● **SET TASK**
Pull out each line in the rows below that contains the string "pole". Case counts.

● **MATERIALS PROVIDED**
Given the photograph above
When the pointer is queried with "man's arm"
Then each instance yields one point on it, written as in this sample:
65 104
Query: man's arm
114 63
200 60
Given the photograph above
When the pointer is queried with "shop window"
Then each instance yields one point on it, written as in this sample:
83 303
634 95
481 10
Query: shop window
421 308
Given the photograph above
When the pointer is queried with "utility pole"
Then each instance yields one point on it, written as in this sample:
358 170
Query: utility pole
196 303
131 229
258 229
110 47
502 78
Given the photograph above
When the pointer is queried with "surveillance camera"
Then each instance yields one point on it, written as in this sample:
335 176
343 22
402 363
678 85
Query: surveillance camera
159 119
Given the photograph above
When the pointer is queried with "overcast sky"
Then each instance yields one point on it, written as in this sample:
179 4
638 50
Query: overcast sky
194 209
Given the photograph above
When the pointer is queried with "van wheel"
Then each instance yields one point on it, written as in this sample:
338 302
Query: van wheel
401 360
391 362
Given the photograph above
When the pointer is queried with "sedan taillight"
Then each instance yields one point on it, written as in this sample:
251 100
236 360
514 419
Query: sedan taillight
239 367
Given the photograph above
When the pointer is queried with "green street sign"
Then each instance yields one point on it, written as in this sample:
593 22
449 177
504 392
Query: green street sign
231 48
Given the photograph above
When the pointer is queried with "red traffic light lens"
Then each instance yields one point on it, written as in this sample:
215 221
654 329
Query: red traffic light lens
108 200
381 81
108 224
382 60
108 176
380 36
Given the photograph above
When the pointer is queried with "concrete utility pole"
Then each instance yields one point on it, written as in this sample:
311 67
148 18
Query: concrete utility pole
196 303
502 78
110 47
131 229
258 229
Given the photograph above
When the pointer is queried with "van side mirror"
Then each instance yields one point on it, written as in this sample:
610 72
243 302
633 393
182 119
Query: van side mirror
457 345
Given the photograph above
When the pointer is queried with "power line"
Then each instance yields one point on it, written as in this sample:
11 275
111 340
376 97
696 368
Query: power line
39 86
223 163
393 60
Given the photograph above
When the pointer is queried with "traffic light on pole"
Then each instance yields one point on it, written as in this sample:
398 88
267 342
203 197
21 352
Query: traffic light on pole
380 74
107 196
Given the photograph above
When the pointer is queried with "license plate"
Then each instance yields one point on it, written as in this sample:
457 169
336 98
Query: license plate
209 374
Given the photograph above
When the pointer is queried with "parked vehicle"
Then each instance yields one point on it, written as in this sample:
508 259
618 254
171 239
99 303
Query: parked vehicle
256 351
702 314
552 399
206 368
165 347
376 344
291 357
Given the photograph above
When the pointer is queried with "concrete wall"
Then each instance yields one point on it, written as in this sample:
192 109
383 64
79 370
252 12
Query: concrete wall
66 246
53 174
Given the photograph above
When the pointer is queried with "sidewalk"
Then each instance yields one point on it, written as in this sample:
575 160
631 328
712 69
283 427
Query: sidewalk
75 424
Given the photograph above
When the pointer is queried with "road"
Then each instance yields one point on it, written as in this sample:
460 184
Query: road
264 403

● **COMPLETED TASK**
When the pointer is queried with "utility pole"
Query: utility pole
When the pointer is queried with "concrete utility pole"
Query: concrete utility pole
When the pointer is queried with "traffic light on pole"
Query: traffic light on pole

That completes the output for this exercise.